### SOURCE DOCUMENT
Speaker 2:Honestly, jason, not really, not a whole lot, because you got to understand that this thing blew up above like one of the most sparsely populated areas on the entire planet, so Siberia and Russia is like the, the middle bit, and like almost nobody lives there there's, so there's a few people there that saw it, like jason said, but like the number of people who would have been in this vicinity would have probably been in the dozens to low hundreds. So uh, but it did destroy 830 square miles of forest, so there's like a bunch of fucking trees fell over jesus christ yeah, that's okay.
Speaker 2:So for for reference, that would have been capable of destroying four chicagos that's insane to chicago is 234 square miles, so 830 that's a lot of fucking area.
Speaker 2:Um, it would have, basically it have basically leveled any major metropolitan area in the world. It apparently knocked people off their feet. The shockwave broke windows in buildings like towns, way, way, way far away. Airways from the blast were actually detected in Germany, denmark, croatia and the United Kingdom, and as far away as Washingtonways from the blast were actually detected in Germany, denmark, croatia and the United Kingdom, and as far away as Washington DC.
Speaker 2:Like Jason mentioned, it would have been a 5.0 on the Richter scale earthquake, and the explosion itself was actually visible up to 500 miles away, and it blasted so much sediment into the air that it hung around for weeks afterward, which actually resulted in abnormally bright nighttime skies all the way across europe, and um observatories in california were actually able to observe that there was a significant reduction in the transparent transparency of the atmosphere for literally months after this happened. Yeah, um, so there's no like, but aside from the trees being leveled and all the sediment being pushed up into the air, there was really no like crater or any evidence that anything actually impacted the ground, but in 2007, some russian researchers claimed that a really large lake was actually created by the, create the by the crater and filled in later. Um, but so, like scientists, other scientists have disputed this and claimed that that's not possible. Who's to say, uh and?
Speaker 2:no one no people than we. Yeah, and then there was some other eyewitness accounts of the air getting super duper hot and basically just like whipping around in between buildings and reports of artillery like explosions, like jason mentioned, real loud, real loud bang. But for the most part it just kind of fucked up some trees, a lot of trees there.
Speaker 3:It was like square miles of trees it was like 8 million trees or something like that. It was a lot of a lot of fucking trees.
Speaker 2:The wikipedia article does also claim that three people died, but I checked the sources for that and I honestly couldn't verify that or figure out where it came from.
Speaker 5:So I mean it's possible just because of how desolate and remote that area is, like how?
Speaker 2:accurate is the census there really? This also happened 120 years ago. I'm sure the record keeping is not in Russia sure it's on point.
Speaker 3:I'm sure it's an estimate from like the fact that it's such a big area there, like odds are, there were a handful of hunters or hikers or something people just wandering around.
Speaker 2:They got absolutely decimated. And eventually somebody was like what happened to Vladimir.
Speaker 3:That asteroid or whatever got him.

### PROVIDED INFORMATION
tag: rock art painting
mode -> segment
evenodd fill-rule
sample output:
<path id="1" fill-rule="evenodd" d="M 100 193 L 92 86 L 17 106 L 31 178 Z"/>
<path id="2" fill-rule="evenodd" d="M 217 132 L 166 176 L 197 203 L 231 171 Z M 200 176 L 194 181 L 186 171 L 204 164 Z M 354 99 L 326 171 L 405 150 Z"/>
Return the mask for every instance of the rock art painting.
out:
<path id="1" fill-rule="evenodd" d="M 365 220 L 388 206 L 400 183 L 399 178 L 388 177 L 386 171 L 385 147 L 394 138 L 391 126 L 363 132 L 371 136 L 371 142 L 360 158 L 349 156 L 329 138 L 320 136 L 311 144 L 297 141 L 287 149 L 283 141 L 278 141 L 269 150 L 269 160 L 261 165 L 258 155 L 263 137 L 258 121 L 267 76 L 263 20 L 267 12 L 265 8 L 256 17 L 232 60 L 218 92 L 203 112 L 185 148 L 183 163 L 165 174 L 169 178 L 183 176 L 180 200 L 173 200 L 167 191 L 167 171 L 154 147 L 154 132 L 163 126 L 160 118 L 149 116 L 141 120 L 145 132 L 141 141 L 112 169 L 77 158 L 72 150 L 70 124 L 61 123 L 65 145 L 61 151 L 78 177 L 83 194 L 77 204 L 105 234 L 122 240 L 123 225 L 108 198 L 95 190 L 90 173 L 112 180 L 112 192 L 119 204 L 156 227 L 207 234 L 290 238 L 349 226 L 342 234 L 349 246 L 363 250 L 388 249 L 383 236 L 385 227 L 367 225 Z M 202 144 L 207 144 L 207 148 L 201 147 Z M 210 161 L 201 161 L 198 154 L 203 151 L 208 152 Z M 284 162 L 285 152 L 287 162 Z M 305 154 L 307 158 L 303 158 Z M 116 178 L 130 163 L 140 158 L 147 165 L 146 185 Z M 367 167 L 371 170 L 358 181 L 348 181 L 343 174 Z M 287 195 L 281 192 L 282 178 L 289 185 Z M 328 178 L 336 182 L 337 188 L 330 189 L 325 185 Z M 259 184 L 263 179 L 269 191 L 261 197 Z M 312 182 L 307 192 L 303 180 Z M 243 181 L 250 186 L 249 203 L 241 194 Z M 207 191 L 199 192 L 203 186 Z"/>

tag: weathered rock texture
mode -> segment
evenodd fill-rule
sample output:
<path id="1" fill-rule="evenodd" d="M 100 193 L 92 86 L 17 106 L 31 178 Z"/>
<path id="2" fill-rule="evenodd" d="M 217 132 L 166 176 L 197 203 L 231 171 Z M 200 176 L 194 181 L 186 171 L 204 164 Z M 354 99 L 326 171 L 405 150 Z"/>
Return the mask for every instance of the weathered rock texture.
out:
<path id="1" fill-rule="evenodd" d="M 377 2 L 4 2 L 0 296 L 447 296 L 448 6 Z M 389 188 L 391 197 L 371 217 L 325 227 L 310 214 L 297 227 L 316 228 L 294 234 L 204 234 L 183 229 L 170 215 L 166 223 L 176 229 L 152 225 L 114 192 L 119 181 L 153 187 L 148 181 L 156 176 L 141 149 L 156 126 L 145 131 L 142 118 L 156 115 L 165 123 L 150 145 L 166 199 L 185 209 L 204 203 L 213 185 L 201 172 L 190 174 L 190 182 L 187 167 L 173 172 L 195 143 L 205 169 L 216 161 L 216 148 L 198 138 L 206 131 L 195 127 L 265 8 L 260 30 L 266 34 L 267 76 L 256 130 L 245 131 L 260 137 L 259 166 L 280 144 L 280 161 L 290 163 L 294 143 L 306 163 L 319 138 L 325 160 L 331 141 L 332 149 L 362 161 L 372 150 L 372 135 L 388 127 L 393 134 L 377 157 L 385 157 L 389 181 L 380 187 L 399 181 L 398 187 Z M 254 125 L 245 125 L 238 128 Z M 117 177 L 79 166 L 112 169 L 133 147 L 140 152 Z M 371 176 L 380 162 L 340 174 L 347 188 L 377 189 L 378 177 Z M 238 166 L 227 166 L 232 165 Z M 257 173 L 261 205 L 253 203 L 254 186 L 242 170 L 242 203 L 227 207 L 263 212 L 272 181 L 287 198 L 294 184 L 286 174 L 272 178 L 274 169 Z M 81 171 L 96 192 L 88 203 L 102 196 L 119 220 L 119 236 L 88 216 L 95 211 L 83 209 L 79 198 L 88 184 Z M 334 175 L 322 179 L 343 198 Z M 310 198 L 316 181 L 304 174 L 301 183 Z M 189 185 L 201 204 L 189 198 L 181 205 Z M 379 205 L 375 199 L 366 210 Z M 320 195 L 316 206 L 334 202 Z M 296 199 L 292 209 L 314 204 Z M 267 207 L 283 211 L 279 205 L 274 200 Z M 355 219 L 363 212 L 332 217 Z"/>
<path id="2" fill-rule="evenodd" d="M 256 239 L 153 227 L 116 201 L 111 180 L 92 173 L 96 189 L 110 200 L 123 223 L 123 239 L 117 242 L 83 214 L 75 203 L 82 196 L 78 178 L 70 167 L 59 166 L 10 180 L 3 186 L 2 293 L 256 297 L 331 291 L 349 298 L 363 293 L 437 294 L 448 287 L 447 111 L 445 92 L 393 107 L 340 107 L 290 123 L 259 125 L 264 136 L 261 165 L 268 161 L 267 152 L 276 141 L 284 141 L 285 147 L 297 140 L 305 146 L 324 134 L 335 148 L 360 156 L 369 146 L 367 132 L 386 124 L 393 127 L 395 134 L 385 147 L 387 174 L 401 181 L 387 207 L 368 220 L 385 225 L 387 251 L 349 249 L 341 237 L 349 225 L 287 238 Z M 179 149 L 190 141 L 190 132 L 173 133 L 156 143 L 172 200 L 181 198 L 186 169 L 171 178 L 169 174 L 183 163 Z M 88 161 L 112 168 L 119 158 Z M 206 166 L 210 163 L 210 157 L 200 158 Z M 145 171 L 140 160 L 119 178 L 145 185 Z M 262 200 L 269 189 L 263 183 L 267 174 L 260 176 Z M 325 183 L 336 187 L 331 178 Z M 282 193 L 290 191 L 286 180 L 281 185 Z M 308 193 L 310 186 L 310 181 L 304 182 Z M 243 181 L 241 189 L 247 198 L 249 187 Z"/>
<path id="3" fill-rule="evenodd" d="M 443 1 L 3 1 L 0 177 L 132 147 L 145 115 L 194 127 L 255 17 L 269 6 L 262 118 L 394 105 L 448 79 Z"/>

### REQUIREMENT
Rewrite the transcript passage starting at "Speaker 2:no one" and ending at "it came from.", changing "eyewitness accounts" to "witness reports".

### TASK OUTPUT
Speaker 2:no one no people than we. Yeah, and then there was some other witness reports of the air getting super duper hot and basically just like whipping around in between buildings and reports of artillery like explosions, like jason mentioned, real loud, real loud bang. But for the most part it just kind of fucked up some trees, a lot of trees there.
Speaker 3:It was like square miles of trees it was like 8 million trees or something like that. It was a lot of a lot of fucking trees.
Speaker 2:The wikipedia article does also claim that three people died, but I checked the sources for that and I honestly couldn't verify that or figure out where it came from.